▶ PAGE TEXT
BEGIN

Gore might have blown his budget by investing in Solar instead..


Both Gore and Clinton were actual budget hawks. A big part of his campaign was highlighting the fact that the last few years had been budget surpluses, and talking about paying off the debt entirely.


We all know he would have been better than Bush, the bar is low, but you don't have to make it look like we missed out on the least shitty president in all of US history.


> I legitimately cant tell who you are referring too

How old are you? If you're a Gen-Xer you should remember Clinton's surpluses if you followed the news:

* https://www.brookings.edu/articles/a-surplus-if-we-can-keep-...

Then Bush got in (beating Gore by ~600 votes in Florida to take the Electoral College), and then did tax cuts and later war spending:

* https://en.wikipedia.org/wiki/Bush_tax_cuts

* https://www.cbpp.org/research/the-legacy-of-the-2001-and-200...

More recently, when the GOP controlled Congress and White House (Trump), they did a bunch of tax cuts:

* https://en.wikipedia.org/wiki/Tax_Cuts_and_Jobs_Act


The US Congress, and the House specifically, are responsible for spending. Looking at who was President at any point in time is misdirection.


While the Congress certainly plays a major role, some of the hugest debt sources are wars, and getting into a war is never done without a presidential decision. Especially starting a war, like in Iraq in 2003.


To the best of my recollection, all of the budgets in the timeframe I mention were signed by the sitting president. (I realize this is not necessary for laws to take effect, but in the years I cited I believe the presidents all signed the budgets into law.)

If you want to argue that presidents are not responsible for laws bearing their signatures, I stridently disagree.


Presidents can only sign what is put in front of them. They have the option to veto, and sometimes do, but in many cases they may view that as the worst of two bad choices.


This position handily relieves the Executive branch of responsibility for any laws they sign during their tenure.

As Presidents typically take credit for their legislative wins, we also give them credit for budgets they sign. (And then we name them things like "Reaganomics.")


Not to mention most of the big changes to tax law and spending occur when a single party controls both the executive and legislative branches.

Amusingly, the two Reagan tax cuts are notable exceptions, passing the house with overwhelming majorities despite Democrat control.

END

▶ MATERIAL SUPPLIED
BEGIN

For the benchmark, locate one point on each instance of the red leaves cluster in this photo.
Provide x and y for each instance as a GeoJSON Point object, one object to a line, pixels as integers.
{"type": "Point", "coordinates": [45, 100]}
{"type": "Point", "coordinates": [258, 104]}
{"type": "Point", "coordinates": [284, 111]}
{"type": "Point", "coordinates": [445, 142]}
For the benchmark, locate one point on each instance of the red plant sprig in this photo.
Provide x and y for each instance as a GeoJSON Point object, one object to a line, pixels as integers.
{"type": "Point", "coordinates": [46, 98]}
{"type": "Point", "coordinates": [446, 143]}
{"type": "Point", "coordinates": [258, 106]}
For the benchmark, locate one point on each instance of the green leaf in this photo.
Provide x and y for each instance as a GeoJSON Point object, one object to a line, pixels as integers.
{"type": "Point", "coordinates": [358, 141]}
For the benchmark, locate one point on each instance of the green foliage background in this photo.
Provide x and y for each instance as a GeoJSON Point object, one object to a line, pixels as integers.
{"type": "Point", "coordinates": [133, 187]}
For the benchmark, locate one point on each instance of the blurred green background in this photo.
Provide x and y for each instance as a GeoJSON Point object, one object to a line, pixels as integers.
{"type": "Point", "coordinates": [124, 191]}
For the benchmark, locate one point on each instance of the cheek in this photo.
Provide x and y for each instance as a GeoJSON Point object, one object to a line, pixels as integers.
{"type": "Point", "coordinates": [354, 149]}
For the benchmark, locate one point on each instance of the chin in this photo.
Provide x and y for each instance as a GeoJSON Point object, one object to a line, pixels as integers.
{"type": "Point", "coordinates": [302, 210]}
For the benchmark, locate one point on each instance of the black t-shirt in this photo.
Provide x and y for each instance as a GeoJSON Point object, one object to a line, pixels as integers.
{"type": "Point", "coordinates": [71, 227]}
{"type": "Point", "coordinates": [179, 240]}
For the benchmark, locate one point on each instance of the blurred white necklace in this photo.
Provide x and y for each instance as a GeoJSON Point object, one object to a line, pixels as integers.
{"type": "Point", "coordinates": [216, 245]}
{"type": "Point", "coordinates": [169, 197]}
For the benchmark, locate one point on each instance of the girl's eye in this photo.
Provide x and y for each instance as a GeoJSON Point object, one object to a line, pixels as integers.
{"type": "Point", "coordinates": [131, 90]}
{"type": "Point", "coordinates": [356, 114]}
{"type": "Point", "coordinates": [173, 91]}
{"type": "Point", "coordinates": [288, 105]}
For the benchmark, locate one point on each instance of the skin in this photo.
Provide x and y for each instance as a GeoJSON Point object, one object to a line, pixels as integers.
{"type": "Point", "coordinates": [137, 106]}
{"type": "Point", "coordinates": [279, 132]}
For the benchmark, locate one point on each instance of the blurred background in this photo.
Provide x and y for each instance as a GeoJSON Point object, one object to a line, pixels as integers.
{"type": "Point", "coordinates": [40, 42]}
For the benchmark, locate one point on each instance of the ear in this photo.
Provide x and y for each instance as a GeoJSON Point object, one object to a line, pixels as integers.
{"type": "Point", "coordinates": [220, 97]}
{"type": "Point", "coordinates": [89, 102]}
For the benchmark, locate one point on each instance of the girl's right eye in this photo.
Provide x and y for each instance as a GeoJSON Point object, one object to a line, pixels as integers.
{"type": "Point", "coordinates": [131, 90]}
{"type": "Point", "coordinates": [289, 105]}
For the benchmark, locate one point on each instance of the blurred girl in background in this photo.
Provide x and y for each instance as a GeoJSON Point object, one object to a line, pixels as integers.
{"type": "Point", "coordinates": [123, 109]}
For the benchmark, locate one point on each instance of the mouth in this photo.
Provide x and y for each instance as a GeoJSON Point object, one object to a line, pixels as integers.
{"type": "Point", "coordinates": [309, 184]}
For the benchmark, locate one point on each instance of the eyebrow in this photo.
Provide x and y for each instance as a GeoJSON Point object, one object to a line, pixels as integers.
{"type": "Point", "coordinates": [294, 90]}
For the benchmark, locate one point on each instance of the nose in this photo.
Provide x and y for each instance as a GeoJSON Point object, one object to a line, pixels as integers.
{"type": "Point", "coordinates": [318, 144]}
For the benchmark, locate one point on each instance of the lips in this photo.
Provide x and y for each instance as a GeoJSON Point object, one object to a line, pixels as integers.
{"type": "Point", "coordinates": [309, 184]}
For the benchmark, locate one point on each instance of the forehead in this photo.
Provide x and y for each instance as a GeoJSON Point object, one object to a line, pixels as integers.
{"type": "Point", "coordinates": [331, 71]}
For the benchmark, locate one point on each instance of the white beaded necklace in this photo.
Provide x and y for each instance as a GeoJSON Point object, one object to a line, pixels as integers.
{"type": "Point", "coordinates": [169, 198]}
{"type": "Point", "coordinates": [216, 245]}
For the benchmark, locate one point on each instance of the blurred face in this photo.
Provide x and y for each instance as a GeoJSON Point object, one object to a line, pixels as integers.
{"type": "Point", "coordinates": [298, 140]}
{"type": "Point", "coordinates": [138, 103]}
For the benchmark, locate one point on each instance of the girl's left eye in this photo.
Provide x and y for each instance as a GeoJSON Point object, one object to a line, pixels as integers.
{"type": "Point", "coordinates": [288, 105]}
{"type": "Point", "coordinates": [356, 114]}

END

▶ WHAT TO DO
1. For each statement about the thread on presidents and budgets, answer yes or no, and quote the words from the thread that settle it: (a) Bush beat Gore by about 600 votes in Florida. (b) The two Reagan tax cuts passed the House despite Republican control. (c) Getting into a war never happens without a presidential decision.
2. Carry on the thread on presidents and budgets, picking up after its last sentence.
The items come from a different source than the thread above them.

▶ WRITTEN RESPONSES
1.
(a) Yes: "beating Gore by ~600 votes in Florida to take the Electoral College"
(b) No: "passing the house with overwhelming majorities despite Democrat control"
(c) Yes: "getting into a war is never done without a presidential decision"

2.
See: https://en.wikipedia.org/wiki/Reagan_tax_cuts


I think that the executive proposes the budget, though. Maybe where you end up has a lot to do with where you start.


> I think that the executive proposes the budget

The budgeting process is a huge hairball of political Rube Goldberg contraptions, and who "proposes" the budget on paper has very little to do with the actual political maneuvering involved. As far as the point of this discussion is concerned, both Congress and the President are responsible, since both branches are deeply involved in the political maneuvering.


Look at student loan forgiveness. That was gigantic chunk of money that was spent at the President's discretion.


> voters soundly rejected a continuation of that regime

In that election the democrats had net gains in both houses of congress, the democratic presidential candidate won the popular vote, and the presidential election was won by 537 votes. I don't know how this could be called "soundly rejected."


Fair! To the point of this discussion, after they saw the Bush deficits, they reelected him.


Congress writes the budget, not the President's administration. What was notable about the late 90s was for the first time in 40 years the Democrats did not control the House of Representatives. One could argue that divided government forces compromise which is a good thing. Personally, I think the financial problems in the United States transcend political party.


https://news.ycombinator.com/item?id=41269867

> financial problems in the United States transcend political party

Correct, in part because voters do not care.